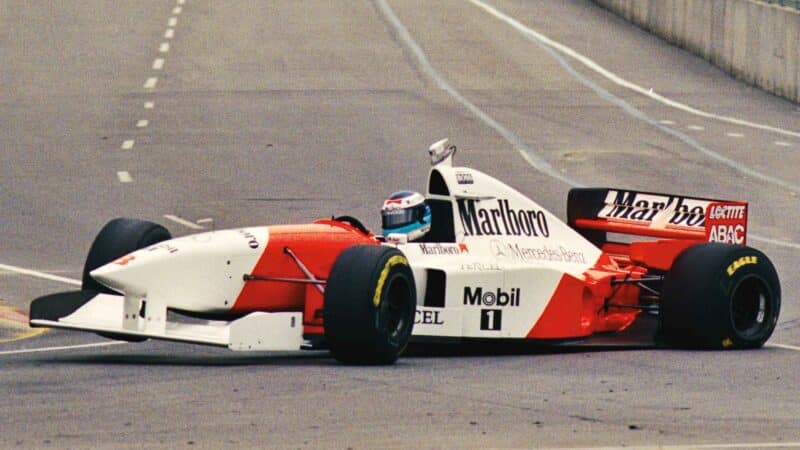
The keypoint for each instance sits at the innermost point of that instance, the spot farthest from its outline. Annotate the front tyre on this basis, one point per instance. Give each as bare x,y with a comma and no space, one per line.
720,296
370,302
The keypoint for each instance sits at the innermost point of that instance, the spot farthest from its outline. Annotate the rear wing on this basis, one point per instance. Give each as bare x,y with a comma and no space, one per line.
594,212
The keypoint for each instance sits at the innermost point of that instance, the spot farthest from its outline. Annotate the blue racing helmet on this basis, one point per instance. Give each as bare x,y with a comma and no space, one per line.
406,212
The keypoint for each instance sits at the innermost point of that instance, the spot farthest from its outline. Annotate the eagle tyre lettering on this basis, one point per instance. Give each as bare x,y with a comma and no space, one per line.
370,305
720,296
115,240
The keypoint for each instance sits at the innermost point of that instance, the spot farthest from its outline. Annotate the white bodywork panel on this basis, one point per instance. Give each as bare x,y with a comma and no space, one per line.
110,314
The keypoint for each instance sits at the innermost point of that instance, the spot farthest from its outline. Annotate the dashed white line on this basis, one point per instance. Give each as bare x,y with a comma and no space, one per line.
184,222
616,79
124,177
37,274
65,347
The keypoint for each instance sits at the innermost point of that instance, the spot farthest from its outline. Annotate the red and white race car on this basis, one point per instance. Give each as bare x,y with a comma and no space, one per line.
494,265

_ _ _

* _Your assignment_: Give back exactly the lines running from the line containing "Annotate the red" through the end of the material above, both included, and nothing beyond them.

* _Answer section_:
The keypoint for each instance sits at the innermost point of that instance, the spot farthest from its outline. Annotate the red and white race car on this basis, one point per instance. Give each as bare x,y with a comma and no space, one per line.
494,265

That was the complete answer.